- [DIRECTIVE 1]: In the passage on testing machine learning systems, why will the sales made by the risk-limiting software in test not match its sales in production? Answer in one to three sentences.
- [DIRECTIVE 2]: From the passage on testing machine learning systems, extract the text from "The second type" to "supposed to do?" word for word.

- [DOCUMENT TEXT]:
--------
But how do you know the answers are right?

When you’re trying to predict what movies or books people like, that can be extremely important, the difference between a boost in a revenue and a reputation hit that appears on mediabuzz.com. Yet testing is rarely at the top of our minds as we try to develop and deploy systems based on machine learning algorithms.  Simply building a good set of algorithms that model the problem space is difficult enough.  But testing is a part of the software development and deployment process, and we need to look seriously at how these systems will be tested.

The first, more common type of testing is where the application is unit tested by developers, “smoke tested” by automation during the build and integration process, and manually tested by testers.  This process is well-known, though it will vary depending on the type of system being developed.

The second type of testing is based on real-world input, which vary based on the data passed in. For example, one of Matt’s customers wrote software to limit risk in financial transactions. The software would analyze the market and slowly unwind a block of shares over a period of days, designed to not kick off sell-side warnings. The first input was the block to sell, but the second, real-time input was the financial markets, which vary over time, so the sales in test will not match the sales in production. This is where testing becomes more problematic.  How do we test systems that may return a different result to the same data over time?  Traditional testing techniques have no way of taking such a result into account.  So what are testers supposed to do?
--------
- [ENTRIES SUPPLIED]:
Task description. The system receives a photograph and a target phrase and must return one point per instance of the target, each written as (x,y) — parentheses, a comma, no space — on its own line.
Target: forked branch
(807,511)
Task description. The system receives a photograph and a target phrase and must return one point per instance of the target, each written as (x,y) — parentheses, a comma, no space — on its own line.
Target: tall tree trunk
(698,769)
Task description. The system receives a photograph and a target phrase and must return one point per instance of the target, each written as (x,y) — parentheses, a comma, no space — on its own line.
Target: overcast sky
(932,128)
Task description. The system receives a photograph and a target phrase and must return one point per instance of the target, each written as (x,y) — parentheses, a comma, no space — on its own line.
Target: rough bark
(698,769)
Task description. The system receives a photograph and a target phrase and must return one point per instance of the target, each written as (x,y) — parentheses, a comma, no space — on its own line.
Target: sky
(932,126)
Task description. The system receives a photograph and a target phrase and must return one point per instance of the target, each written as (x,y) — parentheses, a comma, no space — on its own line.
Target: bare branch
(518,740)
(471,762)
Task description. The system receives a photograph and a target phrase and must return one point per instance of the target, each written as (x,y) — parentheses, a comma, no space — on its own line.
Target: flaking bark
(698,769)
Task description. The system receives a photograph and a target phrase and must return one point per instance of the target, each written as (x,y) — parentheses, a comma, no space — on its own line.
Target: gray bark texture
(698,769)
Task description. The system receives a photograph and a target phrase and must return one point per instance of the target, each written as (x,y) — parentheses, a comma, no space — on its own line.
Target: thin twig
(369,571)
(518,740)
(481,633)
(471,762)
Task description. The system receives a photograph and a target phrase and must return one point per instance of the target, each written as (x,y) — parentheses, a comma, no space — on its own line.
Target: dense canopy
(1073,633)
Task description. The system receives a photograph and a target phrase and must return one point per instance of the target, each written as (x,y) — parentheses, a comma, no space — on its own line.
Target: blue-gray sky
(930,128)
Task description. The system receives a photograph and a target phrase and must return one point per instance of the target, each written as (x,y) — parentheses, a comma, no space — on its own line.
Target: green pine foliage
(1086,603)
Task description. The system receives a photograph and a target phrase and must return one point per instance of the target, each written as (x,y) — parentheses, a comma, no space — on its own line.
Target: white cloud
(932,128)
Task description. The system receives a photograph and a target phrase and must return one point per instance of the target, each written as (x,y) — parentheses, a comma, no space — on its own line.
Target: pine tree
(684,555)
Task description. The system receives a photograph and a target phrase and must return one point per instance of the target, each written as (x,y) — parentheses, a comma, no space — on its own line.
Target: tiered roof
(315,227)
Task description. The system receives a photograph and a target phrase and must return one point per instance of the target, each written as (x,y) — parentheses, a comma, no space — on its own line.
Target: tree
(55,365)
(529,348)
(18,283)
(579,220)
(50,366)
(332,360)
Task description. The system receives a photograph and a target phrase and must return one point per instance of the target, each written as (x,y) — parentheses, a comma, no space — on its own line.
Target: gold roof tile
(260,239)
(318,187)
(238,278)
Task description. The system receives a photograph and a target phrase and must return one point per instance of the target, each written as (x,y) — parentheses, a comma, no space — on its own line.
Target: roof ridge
--------
- [FINAL RESULT 1]: The software's second input is real-time data from the financial markets, and those markets vary over time. The same block of shares therefore gets sold differently in test than in production.

- [FINAL RESULT 2]:
The second type of testing is based on real-world input, which vary based on the data passed in. For example, one of Matt’s customers wrote software to limit risk in financial transactions. The software would analyze the market and slowly unwind a block of shares over a period of days, designed to not kick off sell-side warnings. The first input was the block to sell, but the second, real-time input was the financial markets, which vary over time, so the sales in test will not match the sales in production. This is where testing becomes more problematic.  How do we test systems that may return a different result to the same data over time?  Traditional testing techniques have no way of taking such a result into account.  So what are testers supposed to do?